Segment Start: Entries provided

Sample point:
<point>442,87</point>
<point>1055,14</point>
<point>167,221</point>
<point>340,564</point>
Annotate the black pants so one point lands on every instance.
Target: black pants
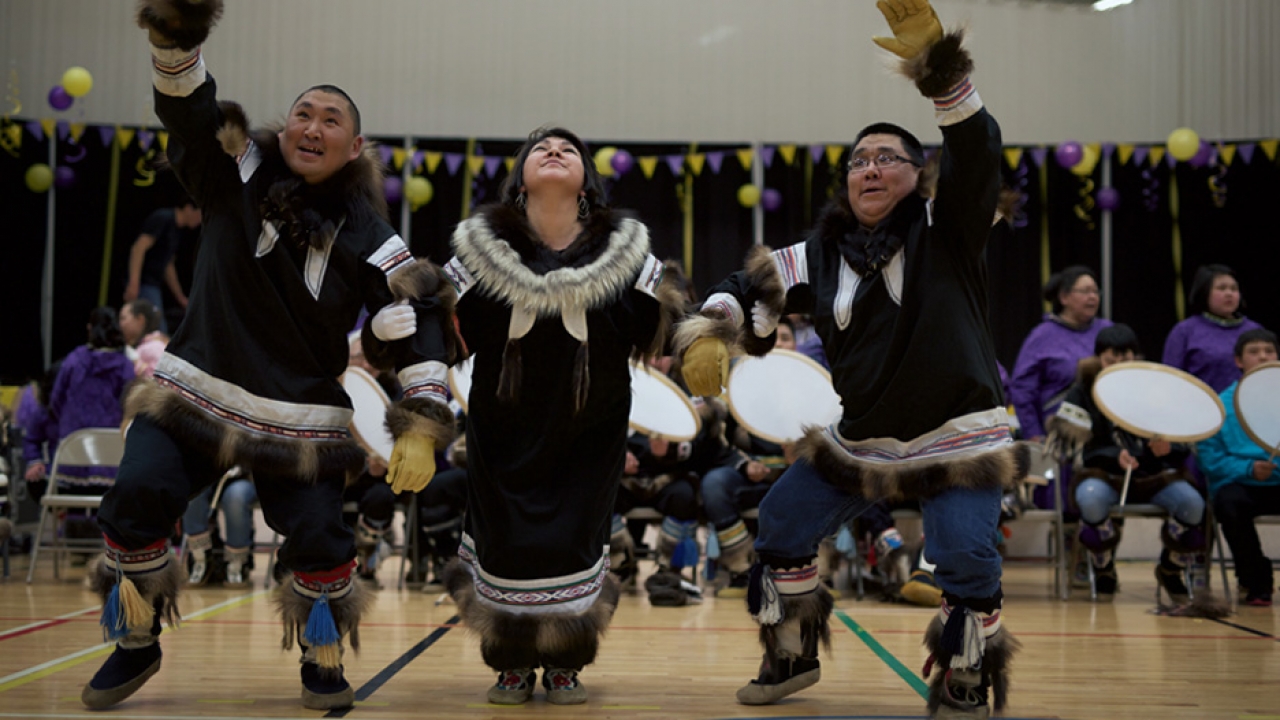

Segment End: Entries provided

## What is required
With the pictures omitted, print precisely the lines from the one with "<point>1055,14</point>" to the final line of the records, both included.

## Result below
<point>1055,14</point>
<point>167,221</point>
<point>340,564</point>
Annotate the black pants so one point lands on every instance.
Target: black pants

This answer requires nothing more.